--- Task description ---
Extract every line of the data below that contains the string "outline" and copy each one unchanged.

☆ ☆ ☆ ☆ ☆

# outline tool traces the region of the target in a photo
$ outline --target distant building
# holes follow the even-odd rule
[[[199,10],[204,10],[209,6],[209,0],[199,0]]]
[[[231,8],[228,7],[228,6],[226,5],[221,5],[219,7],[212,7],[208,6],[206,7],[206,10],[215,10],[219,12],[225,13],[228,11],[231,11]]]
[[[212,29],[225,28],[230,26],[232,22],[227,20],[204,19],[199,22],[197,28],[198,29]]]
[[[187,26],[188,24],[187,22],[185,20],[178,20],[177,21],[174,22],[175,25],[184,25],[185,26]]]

☆ ☆ ☆ ☆ ☆

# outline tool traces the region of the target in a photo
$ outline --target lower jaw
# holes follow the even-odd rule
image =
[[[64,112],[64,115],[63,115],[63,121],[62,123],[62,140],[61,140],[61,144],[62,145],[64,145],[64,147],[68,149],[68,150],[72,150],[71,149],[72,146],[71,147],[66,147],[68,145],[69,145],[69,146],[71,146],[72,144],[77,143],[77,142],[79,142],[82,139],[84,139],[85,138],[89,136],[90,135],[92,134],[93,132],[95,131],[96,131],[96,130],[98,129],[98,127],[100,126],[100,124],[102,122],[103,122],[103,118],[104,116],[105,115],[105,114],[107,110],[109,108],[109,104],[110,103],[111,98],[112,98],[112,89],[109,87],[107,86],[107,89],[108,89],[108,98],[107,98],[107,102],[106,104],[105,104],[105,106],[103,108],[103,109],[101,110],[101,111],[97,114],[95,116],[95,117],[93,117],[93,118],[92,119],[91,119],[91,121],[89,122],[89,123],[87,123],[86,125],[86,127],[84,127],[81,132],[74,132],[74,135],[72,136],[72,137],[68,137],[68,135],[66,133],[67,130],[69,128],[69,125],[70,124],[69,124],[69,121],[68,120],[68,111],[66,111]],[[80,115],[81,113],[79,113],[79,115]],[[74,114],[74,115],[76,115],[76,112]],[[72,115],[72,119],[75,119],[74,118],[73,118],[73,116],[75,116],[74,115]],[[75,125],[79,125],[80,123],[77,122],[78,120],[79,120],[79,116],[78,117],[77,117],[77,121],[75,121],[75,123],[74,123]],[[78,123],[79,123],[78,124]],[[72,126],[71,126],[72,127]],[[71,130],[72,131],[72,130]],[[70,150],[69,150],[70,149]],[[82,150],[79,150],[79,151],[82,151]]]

☆ ☆ ☆ ☆ ☆

--- Written answer ---
# outline tool traces the region of the target in a photo
$ outline --target distant building
# outline tool traces the region of the target in a photo
$ outline --target lower jaw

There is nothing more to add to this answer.